● **Your objective**
Only the text is wanted; write out each record below exactly and exclude all pictures.

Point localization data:
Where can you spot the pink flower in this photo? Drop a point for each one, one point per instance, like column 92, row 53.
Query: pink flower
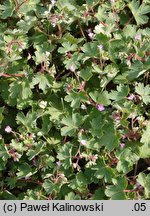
column 90, row 34
column 72, row 68
column 83, row 142
column 122, row 145
column 100, row 107
column 58, row 163
column 100, row 47
column 137, row 37
column 53, row 2
column 131, row 97
column 8, row 129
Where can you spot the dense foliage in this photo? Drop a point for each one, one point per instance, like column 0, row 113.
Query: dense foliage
column 74, row 99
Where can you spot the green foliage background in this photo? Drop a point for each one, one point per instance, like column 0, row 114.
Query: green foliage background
column 74, row 99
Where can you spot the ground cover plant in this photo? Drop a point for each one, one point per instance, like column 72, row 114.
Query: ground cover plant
column 74, row 99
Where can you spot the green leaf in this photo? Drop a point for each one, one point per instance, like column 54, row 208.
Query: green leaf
column 120, row 94
column 116, row 191
column 139, row 11
column 103, row 171
column 90, row 49
column 144, row 91
column 43, row 80
column 144, row 180
column 145, row 139
column 65, row 154
column 25, row 171
column 49, row 186
column 7, row 9
column 72, row 124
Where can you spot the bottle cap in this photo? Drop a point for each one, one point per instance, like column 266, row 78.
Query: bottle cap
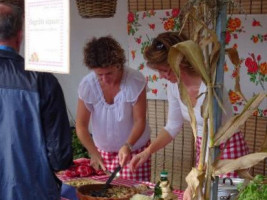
column 163, row 173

● **Reply**
Where can you spot the pink flower in this photo? Drop a point for each one, one point per instance, like column 92, row 53.
Query: pink flower
column 90, row 34
column 72, row 68
column 83, row 142
column 122, row 145
column 100, row 107
column 58, row 163
column 100, row 47
column 137, row 37
column 53, row 2
column 131, row 97
column 8, row 129
Where can you spot the dense foliage in this photo? Drop a point for each one, one point per instance, like column 0, row 113.
Query: dense foliage
column 74, row 99
Where can you spot the green foliage background in this photo? Drop a point for each one, one point per instance, like column 0, row 114.
Query: green foliage background
column 74, row 99
Where can you spot the ground cover plant in this photo? Drop a point for each one, one point per instance, like column 72, row 114.
Query: ground cover plant
column 74, row 99
Where can you spot the green leaf in this photo? Drop a point for each one, one point per instance, like column 54, row 208.
Query: green leaf
column 120, row 94
column 116, row 191
column 139, row 11
column 103, row 171
column 90, row 49
column 144, row 91
column 43, row 80
column 144, row 180
column 145, row 139
column 65, row 154
column 25, row 171
column 49, row 186
column 7, row 9
column 72, row 124
Where can you spot the bottle cap in this photo? Drop a point for each one, one point per instance, like column 266, row 78.
Query: bottle cap
column 163, row 173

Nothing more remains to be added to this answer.